*Dataset*.
____________
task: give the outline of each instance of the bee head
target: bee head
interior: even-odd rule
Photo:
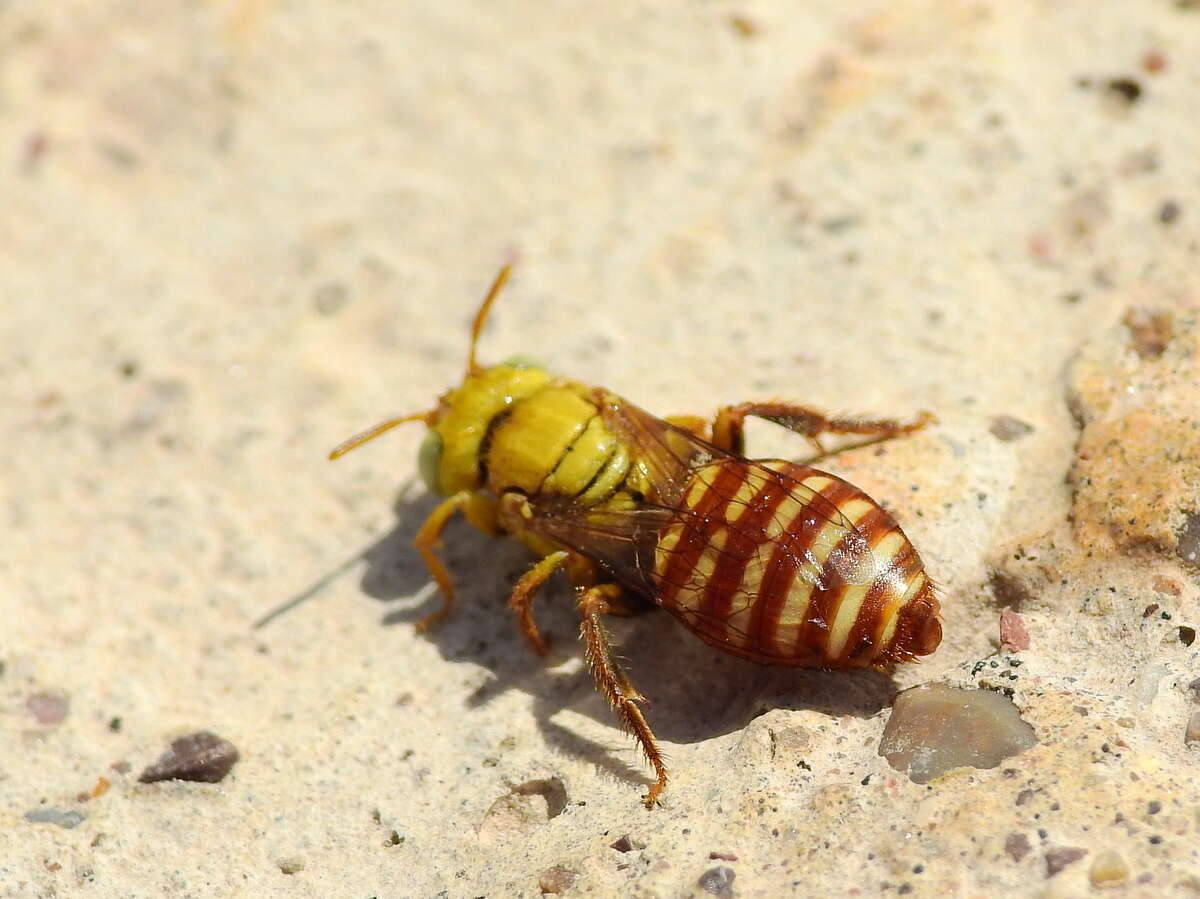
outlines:
[[[429,432],[417,453],[421,480],[433,493],[450,496],[477,490],[487,481],[487,449],[491,430],[511,411],[512,405],[539,390],[550,380],[541,364],[529,356],[512,356],[499,365],[483,367],[475,361],[479,333],[511,266],[504,266],[484,297],[471,328],[467,374],[458,387],[441,397],[428,412],[388,419],[339,444],[329,454],[337,459],[373,440],[396,425],[423,421]]]
[[[425,486],[442,496],[483,487],[492,429],[550,379],[524,356],[470,372],[431,413],[417,456]]]

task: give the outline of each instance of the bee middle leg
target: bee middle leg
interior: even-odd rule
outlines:
[[[592,671],[596,689],[608,700],[608,704],[617,713],[621,726],[633,734],[654,767],[658,779],[642,797],[646,808],[653,808],[658,803],[662,791],[666,789],[667,767],[655,741],[654,732],[650,730],[642,710],[637,706],[638,703],[645,703],[646,697],[617,664],[612,642],[600,621],[601,615],[613,610],[613,604],[620,594],[621,588],[615,584],[598,584],[584,590],[579,597],[579,632],[583,637],[584,657]]]
[[[550,643],[542,636],[537,622],[533,620],[533,597],[541,589],[542,584],[550,578],[550,575],[566,565],[570,558],[571,553],[566,550],[550,553],[521,575],[521,579],[517,581],[512,594],[508,597],[508,607],[517,616],[517,627],[525,635],[525,640],[533,648],[533,651],[540,656],[544,656],[550,651]]]
[[[517,628],[525,636],[525,640],[533,651],[540,656],[544,656],[550,651],[550,640],[542,636],[537,622],[533,620],[533,599],[542,585],[559,568],[567,570],[567,578],[576,587],[590,587],[596,583],[594,562],[579,553],[558,550],[545,556],[521,575],[521,579],[513,586],[512,593],[508,597],[508,607],[517,616]],[[621,594],[610,599],[608,614],[641,615],[653,608],[653,605],[639,597]]]
[[[922,412],[912,421],[904,422],[894,418],[839,418],[795,403],[739,403],[717,410],[712,424],[712,442],[726,452],[744,455],[745,422],[750,416],[766,419],[796,432],[807,438],[822,454],[825,448],[818,439],[822,434],[862,434],[885,439],[911,434],[934,421],[932,412]]]

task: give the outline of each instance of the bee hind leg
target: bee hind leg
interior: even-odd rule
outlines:
[[[726,452],[744,455],[745,422],[750,416],[766,419],[796,432],[812,443],[821,454],[825,452],[818,439],[822,434],[861,434],[884,440],[919,431],[935,420],[932,412],[922,412],[912,421],[904,422],[894,418],[839,418],[794,403],[739,403],[717,410],[712,425],[712,442]]]
[[[645,703],[646,698],[617,664],[613,656],[612,642],[600,620],[601,615],[611,610],[610,603],[620,593],[621,588],[615,584],[599,584],[584,590],[579,597],[579,632],[583,637],[584,656],[596,681],[596,689],[617,713],[621,726],[633,734],[654,768],[657,780],[642,797],[646,808],[654,808],[667,786],[667,767],[655,741],[654,732],[650,730],[642,710],[637,706],[638,703]]]

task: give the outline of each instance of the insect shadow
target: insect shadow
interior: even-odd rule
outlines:
[[[415,626],[441,603],[412,542],[435,502],[402,490],[393,506],[392,530],[361,555],[367,563],[363,592],[389,603],[381,619],[385,626]],[[458,605],[424,637],[443,658],[482,665],[490,675],[465,705],[478,708],[508,690],[521,690],[533,697],[538,728],[555,748],[621,780],[651,783],[640,760],[624,751],[632,743],[626,745],[615,733],[597,743],[556,720],[569,709],[605,726],[613,724],[587,669],[568,662],[580,657],[582,648],[574,594],[565,578],[551,581],[535,610],[552,641],[550,655],[540,658],[522,639],[506,605],[512,585],[533,561],[529,552],[515,540],[487,537],[462,520],[449,526],[440,552],[454,577]],[[419,593],[425,595],[423,601],[400,604]],[[866,718],[890,705],[897,690],[890,677],[874,670],[769,667],[735,658],[705,645],[660,609],[610,617],[607,624],[626,670],[652,703],[646,714],[655,732],[673,743],[740,730],[776,708]]]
____________
*Work instructions*. Write out the material above exactly; no pictures.

*Exercise result*.
task: give the outline of each instance of the bee head
target: bee head
interior: even-odd rule
Photo:
outlines:
[[[429,432],[417,453],[421,480],[433,493],[450,496],[477,490],[487,481],[487,449],[491,430],[511,411],[512,405],[539,390],[550,380],[541,364],[529,356],[512,356],[499,365],[483,367],[475,361],[479,333],[511,266],[504,266],[484,297],[471,328],[467,374],[458,387],[441,397],[428,412],[388,419],[339,444],[329,454],[337,459],[373,440],[396,425],[423,421]]]
[[[425,486],[442,496],[483,487],[492,429],[550,379],[524,356],[470,372],[431,413],[417,456]]]

task: give the outline of each instance of the bee middle leg
target: bee middle leg
interior: even-odd rule
outlines:
[[[592,671],[596,689],[608,700],[608,704],[617,713],[621,726],[633,734],[654,767],[658,779],[642,797],[646,808],[653,808],[658,803],[662,791],[666,789],[667,767],[655,741],[654,732],[650,730],[642,710],[637,706],[638,703],[645,703],[646,697],[617,664],[612,642],[600,621],[601,615],[613,610],[613,604],[620,594],[621,588],[615,584],[598,584],[584,590],[579,597],[579,632],[583,637],[584,657]]]
[[[550,643],[542,636],[537,622],[533,620],[533,597],[541,589],[542,584],[550,578],[550,575],[566,565],[570,558],[571,553],[566,550],[550,553],[521,575],[521,579],[517,581],[512,594],[508,597],[508,607],[517,616],[517,627],[525,635],[525,640],[533,648],[533,651],[540,656],[544,656],[550,651]]]
[[[517,628],[525,636],[525,640],[533,651],[540,656],[544,656],[550,651],[550,640],[542,636],[537,622],[533,620],[533,599],[542,585],[559,568],[567,570],[567,578],[576,587],[590,587],[596,583],[594,562],[579,553],[558,550],[545,556],[521,575],[521,579],[513,586],[512,593],[508,597],[508,607],[517,616]],[[621,594],[610,599],[608,614],[641,615],[653,608],[653,605],[639,597]]]
[[[922,412],[912,421],[904,422],[894,418],[839,418],[795,403],[739,403],[717,410],[712,424],[712,442],[726,452],[744,455],[745,422],[750,416],[766,419],[796,432],[807,438],[822,454],[825,448],[818,439],[822,434],[862,434],[885,439],[911,434],[934,421],[932,412]]]

task: give the outline of each instance of the bee hind leg
target: bee hind leg
interior: even-odd rule
outlines:
[[[726,452],[744,455],[745,422],[750,416],[766,419],[796,432],[812,443],[821,454],[825,452],[818,439],[822,434],[861,434],[884,440],[919,431],[935,420],[932,412],[922,412],[912,421],[904,422],[894,418],[839,418],[794,403],[739,403],[717,410],[712,425],[712,442]]]
[[[645,703],[646,698],[617,664],[613,656],[612,642],[600,620],[601,615],[611,610],[610,603],[620,593],[621,588],[615,584],[599,584],[584,590],[579,597],[579,632],[583,637],[584,656],[596,681],[596,689],[617,713],[621,726],[633,734],[654,768],[657,780],[642,797],[646,808],[654,808],[667,786],[667,767],[655,741],[654,732],[650,730],[642,710],[637,706],[638,703]]]

task: give the outline of each instance of the insect shadow
target: insect shadow
interior: even-odd rule
outlines:
[[[415,626],[441,603],[412,542],[435,502],[402,490],[393,506],[392,530],[361,555],[367,563],[363,592],[389,603],[381,619],[385,626]],[[458,605],[424,637],[443,658],[482,665],[490,675],[465,705],[478,708],[508,690],[521,690],[533,697],[538,728],[555,748],[621,780],[651,783],[640,760],[624,751],[632,743],[626,745],[615,733],[597,743],[556,720],[569,709],[605,726],[613,724],[587,669],[568,662],[580,657],[582,648],[574,594],[565,578],[551,581],[535,610],[552,641],[550,655],[540,658],[522,639],[506,605],[512,585],[533,561],[529,552],[515,540],[487,537],[462,520],[449,526],[440,552],[454,577]],[[419,593],[425,595],[423,601],[400,604]],[[866,718],[890,705],[897,690],[890,677],[874,670],[769,667],[735,658],[705,645],[660,609],[610,617],[607,624],[626,670],[652,703],[646,714],[655,732],[673,743],[740,730],[776,708]]]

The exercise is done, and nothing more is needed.